-- Start Data extract --

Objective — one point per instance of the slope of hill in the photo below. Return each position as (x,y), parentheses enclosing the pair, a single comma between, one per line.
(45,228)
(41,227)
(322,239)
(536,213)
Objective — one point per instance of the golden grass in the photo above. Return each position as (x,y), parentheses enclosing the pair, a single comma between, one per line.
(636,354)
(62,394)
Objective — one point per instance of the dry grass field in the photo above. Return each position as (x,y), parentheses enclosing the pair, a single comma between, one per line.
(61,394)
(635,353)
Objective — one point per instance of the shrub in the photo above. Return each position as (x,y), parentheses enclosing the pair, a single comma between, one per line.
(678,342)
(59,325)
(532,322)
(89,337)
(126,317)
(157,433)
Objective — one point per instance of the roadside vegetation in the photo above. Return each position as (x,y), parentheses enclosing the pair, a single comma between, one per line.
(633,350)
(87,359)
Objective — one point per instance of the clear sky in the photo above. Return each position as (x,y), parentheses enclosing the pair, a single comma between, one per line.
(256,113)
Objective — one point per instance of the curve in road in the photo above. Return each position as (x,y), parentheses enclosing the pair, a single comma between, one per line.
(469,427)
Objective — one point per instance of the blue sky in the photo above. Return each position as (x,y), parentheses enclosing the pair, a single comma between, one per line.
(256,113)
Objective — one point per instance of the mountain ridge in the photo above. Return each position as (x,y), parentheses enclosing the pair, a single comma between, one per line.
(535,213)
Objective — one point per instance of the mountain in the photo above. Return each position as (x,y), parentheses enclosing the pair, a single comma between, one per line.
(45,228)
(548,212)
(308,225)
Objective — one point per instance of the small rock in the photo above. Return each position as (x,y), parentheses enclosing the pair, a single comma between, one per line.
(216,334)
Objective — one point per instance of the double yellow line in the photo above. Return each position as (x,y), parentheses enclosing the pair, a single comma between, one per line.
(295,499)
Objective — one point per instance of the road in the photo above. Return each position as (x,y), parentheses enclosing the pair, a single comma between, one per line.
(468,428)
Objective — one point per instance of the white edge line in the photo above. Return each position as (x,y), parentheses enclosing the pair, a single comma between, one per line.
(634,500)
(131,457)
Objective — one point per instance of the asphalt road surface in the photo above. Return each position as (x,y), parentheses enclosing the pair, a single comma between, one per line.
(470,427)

-- End Data extract --

Task goal
Copy out all of the records above, putting "Goal" wherever "Objective" appears and keeping everything else the same.

Problem solution
Goal — one point per instance of the slope of hill in the photo below. Return each position as (x,y), parentheses enclosing the pair, a single comma between, one per line.
(45,228)
(41,227)
(322,239)
(536,213)
Goal — one point per instance of the golden grass in the photo above. Return each position as (x,y), parentheses enclosing the pair, a single comma between, one per line.
(636,354)
(62,394)
Goal — one point per instance of the dry grass field in the photo above. Return each position as (x,y), parentheses enclosing the pair, a single comma between, one per line.
(61,394)
(635,353)
Goal — one point per instance of the shrub in the photo above. Return each position as (x,y), parentheses enclosing the pair, a single comma between, one per line.
(678,342)
(59,325)
(532,322)
(89,337)
(126,317)
(157,433)
Goal — one point per instance of the roadside vegetation in the photo above. Return each position as (x,y), parentheses enclosing the pair, a single comma between, one per line.
(633,350)
(87,359)
Goal — one point per instance of the clear sky in the photo above. Return each position as (x,y), parentheses enclosing the pair, a single comma between, one per line.
(256,113)
Goal — one point per instance of the curve in road in the photo above. Return each position as (x,y), parentheses enclosing the pair, a single comma between, one per line.
(469,427)
Goal — one point per instance of the blue sky in the photo above. Return each position as (x,y), parentheses enclosing the pair, a single comma between, one per line.
(256,113)
Goal — one point per instance of the mountain ridge in the photo above. Return each position as (x,y), parentheses enclosing the pair, a single comma between, one per line.
(535,213)
Goal — one point per instance of the mountain in the photo above. Return each position as (x,y), parentheses enclosing the pair, a single comma between, one per line.
(45,228)
(548,212)
(308,225)
Goal — one point per instance of the small rock in the photo above. Return each position as (x,y), parentheses enclosing the pair, a single comma between, one per line.
(216,334)
Goal — one point per instance of the double yellow line in the photo above. Return each position as (x,y), parentheses enclosing the pair, a single comma between, one per line.
(295,499)
Goal — one point per instance of the road in the photo above. Return each position as (x,y), parentheses enclosing the pair, a single comma between, one per line.
(468,428)
Goal — one point per instance of the white edge line in the photo above. Return each position as (x,y), parentheses enclosing the pair, a single comma between, one per line.
(634,500)
(131,457)
Goal — one point per instance of the asphalt road surface in the photo above. Return each position as (x,y), parentheses enclosing the pair, a single comma between, one per line.
(470,427)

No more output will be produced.